- [Exercise description]: Reproduce the listing that follows with no differences at all.

- [Point labeling examples]:
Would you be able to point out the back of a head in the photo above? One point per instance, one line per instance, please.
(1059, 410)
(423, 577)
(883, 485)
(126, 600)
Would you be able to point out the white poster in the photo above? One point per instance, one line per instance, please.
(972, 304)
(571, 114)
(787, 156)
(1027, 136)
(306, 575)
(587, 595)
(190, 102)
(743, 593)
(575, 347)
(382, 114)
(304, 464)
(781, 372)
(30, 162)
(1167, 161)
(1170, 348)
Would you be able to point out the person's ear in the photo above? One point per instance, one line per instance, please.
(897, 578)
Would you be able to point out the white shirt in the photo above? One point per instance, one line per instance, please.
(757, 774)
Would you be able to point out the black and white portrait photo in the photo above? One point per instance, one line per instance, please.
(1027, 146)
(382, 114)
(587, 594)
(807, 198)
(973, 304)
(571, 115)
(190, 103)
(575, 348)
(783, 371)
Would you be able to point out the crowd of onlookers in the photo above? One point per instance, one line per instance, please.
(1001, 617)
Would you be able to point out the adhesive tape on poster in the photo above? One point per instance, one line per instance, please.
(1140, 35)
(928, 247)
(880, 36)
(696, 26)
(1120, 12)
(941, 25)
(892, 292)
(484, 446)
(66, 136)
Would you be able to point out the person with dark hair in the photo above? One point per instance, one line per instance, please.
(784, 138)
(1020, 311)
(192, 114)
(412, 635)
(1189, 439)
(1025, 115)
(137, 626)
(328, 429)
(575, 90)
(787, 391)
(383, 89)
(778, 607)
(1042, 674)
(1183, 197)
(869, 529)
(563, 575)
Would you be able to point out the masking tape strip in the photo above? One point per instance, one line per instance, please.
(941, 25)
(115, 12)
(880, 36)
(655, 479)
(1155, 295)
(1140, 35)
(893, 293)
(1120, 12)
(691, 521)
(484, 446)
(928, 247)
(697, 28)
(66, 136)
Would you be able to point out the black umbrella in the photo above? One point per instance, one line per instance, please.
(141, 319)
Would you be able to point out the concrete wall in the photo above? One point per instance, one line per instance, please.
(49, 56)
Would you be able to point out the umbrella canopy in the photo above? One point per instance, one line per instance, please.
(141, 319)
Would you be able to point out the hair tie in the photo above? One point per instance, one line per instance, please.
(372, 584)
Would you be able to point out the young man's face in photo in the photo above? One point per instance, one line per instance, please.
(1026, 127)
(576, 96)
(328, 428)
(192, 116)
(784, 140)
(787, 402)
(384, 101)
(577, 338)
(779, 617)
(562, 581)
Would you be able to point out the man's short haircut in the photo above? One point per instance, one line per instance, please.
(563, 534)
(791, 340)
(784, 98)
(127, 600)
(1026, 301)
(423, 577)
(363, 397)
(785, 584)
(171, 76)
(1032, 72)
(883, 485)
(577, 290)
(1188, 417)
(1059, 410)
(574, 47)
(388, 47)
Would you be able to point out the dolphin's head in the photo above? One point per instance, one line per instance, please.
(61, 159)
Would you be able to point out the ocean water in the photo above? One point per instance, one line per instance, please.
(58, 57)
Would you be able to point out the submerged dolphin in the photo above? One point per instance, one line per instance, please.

- [Response]:
Would you be able to point out the back of a head in the photo above? One point per instance, one line per instance, please.
(1059, 410)
(423, 577)
(883, 485)
(126, 600)
Would you be able to point out the white poster in the photo above? One point per instance, one line per instance, please.
(972, 304)
(571, 114)
(787, 156)
(1027, 136)
(306, 575)
(587, 595)
(190, 102)
(743, 593)
(575, 347)
(382, 114)
(304, 464)
(781, 372)
(30, 162)
(1167, 161)
(1170, 348)
Would you be able to point out the person's ear in the photo above? One point per instance, one line per instance, please.
(897, 578)
Would you be able to point out the white shirt in the photo above? One point per instance, one line per instance, please.
(757, 774)
Would you be able to point out the black and white portrait photo in the photo above? One point per instance, one line per instance, please.
(1027, 146)
(382, 114)
(587, 594)
(807, 198)
(973, 304)
(571, 115)
(190, 103)
(575, 348)
(783, 371)
Would you be able to point out the crowd of onlookers in the photo above? One point per instance, one line per instance, please.
(1001, 617)
Would you be able to point out the adhesive tape on poster in the photo above? One point per instance, one line per instance, please.
(1140, 35)
(928, 247)
(880, 36)
(696, 26)
(1120, 12)
(941, 25)
(892, 292)
(484, 446)
(66, 136)
Would you be able to point out the person with dark hair in the photo above? One point per instance, one line per instance, please.
(784, 138)
(1020, 311)
(192, 114)
(412, 635)
(1189, 439)
(1025, 115)
(137, 626)
(328, 429)
(575, 90)
(787, 391)
(383, 89)
(778, 607)
(1042, 674)
(1183, 197)
(869, 529)
(563, 575)
Would you be able to point out the masking tape strip in the photo above? One point per instance, one line per instance, please.
(941, 25)
(115, 12)
(880, 36)
(655, 479)
(1155, 295)
(1140, 35)
(893, 293)
(1120, 12)
(691, 521)
(484, 446)
(928, 247)
(697, 28)
(66, 136)
Would you be able to point out the black umbrella in the photo above? One point per instance, one line per instance, please.
(141, 319)
Would you be able to point out the concrete wall in the photo above? One point per instance, one line per instance, please.
(49, 56)
Would you be able to point out the umbrella canopy in the photo above? One point per instance, one line per instance, please.
(141, 319)
Would you be able to point out the hair tie in the photo above? One point per instance, one line per instance, please.
(372, 584)
Would you be able to point out the young man's face in photo in the photo above? One point per instance, one line per instance, please.
(1026, 127)
(576, 96)
(328, 428)
(192, 116)
(784, 140)
(787, 402)
(384, 101)
(577, 338)
(779, 617)
(562, 581)
Would you be able to point out the man's short haircut in the photo above? One point per instance, one line per instance, please.
(563, 534)
(791, 340)
(784, 98)
(127, 600)
(1026, 301)
(423, 577)
(363, 397)
(785, 584)
(171, 76)
(1032, 72)
(883, 485)
(577, 290)
(1188, 417)
(1059, 410)
(574, 47)
(388, 47)
Would you be able to point out the dolphin's head in the photo above? One point per instance, one line per instance, please.
(61, 159)
Would you be able to point out the ocean water in the photo above? One point per instance, one line per instance, please.
(58, 57)
Would you be able to point out the submerged dolphin in the photo above? One point per instance, one line per instance, please.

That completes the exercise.